Thanksgiving is rich with ritual and food-centric wonders but also reflective as it marks days that are shorter, harvests slowing or even coming to an end. It seems to be a holiday when things can be laid back enough, without the hype that other holidays carry, to really, thoroughly, enjoy oneself and her surroundings.

Plans to share Thanksgiving dinner with a sweet friend from college, Sabina, and her family and friends, appeared and worked out seamlessly. I made something new – a Wild Rice and Winter Squash dish – and though it turned out a little watery and sort of bland I felt good about it in the end, taking my disadvantage of cooking with borrowed camping cookware on an electric hot plate into consideration. Of note is the fact that I was cooking hand-harvested wild rice from my abundant supply – a gift from Bob, in Devil’s Lake, Minnesota – and loaned camping gear (from Paulina and Chris), special lava salt (a gift from Cheng), and the use of a sailboat oven and enthusiastic cook mate to round vital aspects of this out. Many people, both new and old friends, are around.

And so I am thankful. Indeed, everyday.

Dr. Beth Netter once said that if you ask for what you need it will always appear. I’ve found that she turns out to be right — often and about many things, but certainly about this. We may not be able to get what we want but we are always provided with what we need, when we know how to simply ask and graciously receive.

……..
□ □ □ □
**THINGS TO DO:**
**A.** In the Thanksgiving reflection, who gave the writer the hand-harvested wild rice?
**B.** Pick up the Thanksgiving reflection where it stops and keep writing it.
Nothing in the records is needed here.

(Coordinate annotation records)
□ □ □ □
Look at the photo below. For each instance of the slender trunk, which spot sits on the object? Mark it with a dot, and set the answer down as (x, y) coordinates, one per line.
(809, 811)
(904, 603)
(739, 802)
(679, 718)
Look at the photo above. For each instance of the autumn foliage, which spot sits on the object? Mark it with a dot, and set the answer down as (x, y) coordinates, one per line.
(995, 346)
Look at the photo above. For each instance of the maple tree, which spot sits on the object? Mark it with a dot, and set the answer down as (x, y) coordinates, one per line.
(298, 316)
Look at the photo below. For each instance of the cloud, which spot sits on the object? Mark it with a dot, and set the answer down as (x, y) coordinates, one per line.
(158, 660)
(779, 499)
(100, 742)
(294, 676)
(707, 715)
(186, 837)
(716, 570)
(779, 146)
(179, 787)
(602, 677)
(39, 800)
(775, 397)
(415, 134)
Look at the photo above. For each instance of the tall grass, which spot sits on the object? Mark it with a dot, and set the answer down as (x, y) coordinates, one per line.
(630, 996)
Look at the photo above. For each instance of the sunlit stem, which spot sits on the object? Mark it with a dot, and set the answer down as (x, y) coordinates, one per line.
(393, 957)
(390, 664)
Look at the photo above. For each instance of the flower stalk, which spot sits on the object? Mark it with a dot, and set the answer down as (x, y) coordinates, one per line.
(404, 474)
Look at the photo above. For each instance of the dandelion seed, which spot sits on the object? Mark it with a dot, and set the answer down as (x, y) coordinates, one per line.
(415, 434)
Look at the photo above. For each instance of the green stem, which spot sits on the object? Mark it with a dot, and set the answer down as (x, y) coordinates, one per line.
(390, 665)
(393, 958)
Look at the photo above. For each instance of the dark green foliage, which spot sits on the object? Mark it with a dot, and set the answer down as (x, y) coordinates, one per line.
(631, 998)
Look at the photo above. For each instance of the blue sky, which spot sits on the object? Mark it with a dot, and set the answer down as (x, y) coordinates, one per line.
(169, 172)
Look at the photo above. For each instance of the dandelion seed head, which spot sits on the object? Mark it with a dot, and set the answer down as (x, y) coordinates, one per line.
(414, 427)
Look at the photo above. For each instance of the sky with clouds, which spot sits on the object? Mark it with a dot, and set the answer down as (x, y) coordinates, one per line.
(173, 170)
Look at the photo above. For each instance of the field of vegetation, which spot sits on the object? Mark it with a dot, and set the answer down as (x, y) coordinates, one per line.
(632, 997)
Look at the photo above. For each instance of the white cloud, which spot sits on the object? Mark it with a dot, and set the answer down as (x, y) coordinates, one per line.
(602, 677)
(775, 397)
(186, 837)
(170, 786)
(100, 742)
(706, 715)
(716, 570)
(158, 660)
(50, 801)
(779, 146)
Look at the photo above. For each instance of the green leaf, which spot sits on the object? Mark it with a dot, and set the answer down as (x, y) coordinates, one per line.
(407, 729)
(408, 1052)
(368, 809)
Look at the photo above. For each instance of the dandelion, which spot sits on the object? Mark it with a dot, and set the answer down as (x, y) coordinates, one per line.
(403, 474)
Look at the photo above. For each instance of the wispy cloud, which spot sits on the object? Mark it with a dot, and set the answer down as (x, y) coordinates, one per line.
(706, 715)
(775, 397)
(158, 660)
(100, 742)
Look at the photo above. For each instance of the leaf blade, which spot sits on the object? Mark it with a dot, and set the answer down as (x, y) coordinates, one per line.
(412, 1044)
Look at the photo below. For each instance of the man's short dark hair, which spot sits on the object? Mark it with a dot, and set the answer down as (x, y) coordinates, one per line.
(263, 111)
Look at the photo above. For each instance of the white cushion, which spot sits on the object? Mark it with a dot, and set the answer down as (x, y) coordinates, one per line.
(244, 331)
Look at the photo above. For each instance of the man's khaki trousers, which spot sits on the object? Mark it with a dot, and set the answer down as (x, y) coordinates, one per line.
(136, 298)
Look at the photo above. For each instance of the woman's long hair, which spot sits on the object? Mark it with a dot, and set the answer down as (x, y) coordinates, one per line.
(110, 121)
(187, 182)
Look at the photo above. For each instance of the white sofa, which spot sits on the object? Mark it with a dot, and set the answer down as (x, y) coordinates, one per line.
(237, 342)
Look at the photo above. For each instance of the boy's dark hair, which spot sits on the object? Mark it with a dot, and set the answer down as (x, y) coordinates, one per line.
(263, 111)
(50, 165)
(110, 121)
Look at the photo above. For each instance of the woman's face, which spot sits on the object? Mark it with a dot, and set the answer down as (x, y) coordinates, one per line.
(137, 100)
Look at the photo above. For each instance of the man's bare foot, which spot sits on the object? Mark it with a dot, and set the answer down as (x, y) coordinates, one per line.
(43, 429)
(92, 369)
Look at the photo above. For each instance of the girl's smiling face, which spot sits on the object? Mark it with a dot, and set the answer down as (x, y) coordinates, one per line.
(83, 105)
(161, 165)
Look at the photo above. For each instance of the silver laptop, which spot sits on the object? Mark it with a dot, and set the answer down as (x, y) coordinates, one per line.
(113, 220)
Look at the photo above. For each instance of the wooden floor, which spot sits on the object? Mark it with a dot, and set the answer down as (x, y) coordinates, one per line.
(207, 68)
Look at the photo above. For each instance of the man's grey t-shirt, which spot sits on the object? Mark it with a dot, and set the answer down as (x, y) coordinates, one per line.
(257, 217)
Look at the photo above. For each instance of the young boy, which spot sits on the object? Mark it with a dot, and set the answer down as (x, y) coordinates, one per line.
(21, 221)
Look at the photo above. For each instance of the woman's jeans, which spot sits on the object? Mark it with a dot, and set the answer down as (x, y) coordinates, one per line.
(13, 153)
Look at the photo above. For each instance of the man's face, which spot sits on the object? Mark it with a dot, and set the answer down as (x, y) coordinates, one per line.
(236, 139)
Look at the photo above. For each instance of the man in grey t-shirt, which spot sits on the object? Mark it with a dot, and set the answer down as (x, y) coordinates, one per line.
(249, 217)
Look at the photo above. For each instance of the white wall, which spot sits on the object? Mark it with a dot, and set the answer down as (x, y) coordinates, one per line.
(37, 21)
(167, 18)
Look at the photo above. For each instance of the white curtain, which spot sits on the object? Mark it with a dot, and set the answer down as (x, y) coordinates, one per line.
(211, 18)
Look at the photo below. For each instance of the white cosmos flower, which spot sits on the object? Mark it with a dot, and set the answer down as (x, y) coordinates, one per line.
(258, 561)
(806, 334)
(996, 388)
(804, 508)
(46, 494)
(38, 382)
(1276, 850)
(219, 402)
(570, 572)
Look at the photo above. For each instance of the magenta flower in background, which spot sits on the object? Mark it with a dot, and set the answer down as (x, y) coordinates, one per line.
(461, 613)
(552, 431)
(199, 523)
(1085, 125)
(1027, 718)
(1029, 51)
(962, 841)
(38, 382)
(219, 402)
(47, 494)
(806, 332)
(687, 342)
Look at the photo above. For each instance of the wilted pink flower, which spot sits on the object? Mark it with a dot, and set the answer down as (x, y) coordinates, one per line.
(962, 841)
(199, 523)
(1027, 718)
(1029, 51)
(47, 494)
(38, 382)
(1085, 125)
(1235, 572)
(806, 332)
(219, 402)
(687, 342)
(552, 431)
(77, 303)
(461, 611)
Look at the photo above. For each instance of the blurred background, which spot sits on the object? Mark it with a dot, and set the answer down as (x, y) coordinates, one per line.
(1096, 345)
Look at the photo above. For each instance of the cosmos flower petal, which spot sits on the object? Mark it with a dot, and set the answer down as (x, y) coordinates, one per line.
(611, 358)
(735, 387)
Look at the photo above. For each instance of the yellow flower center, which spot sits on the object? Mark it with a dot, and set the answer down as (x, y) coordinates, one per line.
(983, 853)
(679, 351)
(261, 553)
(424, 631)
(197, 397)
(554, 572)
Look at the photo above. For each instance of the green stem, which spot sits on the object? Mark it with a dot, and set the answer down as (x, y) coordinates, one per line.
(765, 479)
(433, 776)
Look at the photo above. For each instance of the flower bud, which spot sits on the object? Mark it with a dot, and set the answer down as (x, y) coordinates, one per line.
□ □ □ □
**THE ANSWERS:**
**A.** Bob, in Devil's Lake, Minnesota.

**B.**
Months ago, I was sharing lunch with my cohorts at Food Farm in Wrenshall, Minnesota, when Catherine’s father, a Holstein Dairy expert and tradesman from Iowa, pulled out a small note card with explicit contact information for me: addresses and phone numbers of trusted people and places (plural!), for me to stay with in North Dakota. I was preparing to pass through on my way to Montana, had mentioned this to Catherine who thoughtfully sought her father’s trusted contacts. His gift meant so much to me: the thought behind it and what it offered. It is completely possible to get by and through with little money, safely, comfortably.. And at rare times this clarity is presented in neat handwriting with every detail outlined, plus other trade tips written in the margins for added moral support. I would have called the folks he recommended to me, would have loved the conversation if I stayed with them, I’m sure. But I drove right through the state, feeling high and dry and an urgency to move, arrive somewhere for a while. Until I made it to Billings, Montana.

From the hotel room in Billings, MT

The chain hotel room cost $80/night but was worth the cash: I stocked up on soap and shampoo and free breakfast in the morning, ran on the treadmill, swam in the pool, and sat alone in the hot tub feeling indulgent and quiet. I remember watching Saturday Night Live in this giant bed until I fell asleep with the TV on, thinking “how can New York comedians be Live in such a far away place as Billings, MT?” The TV remote and notebooks, maps, pens, papers shared the other half of the giant bed.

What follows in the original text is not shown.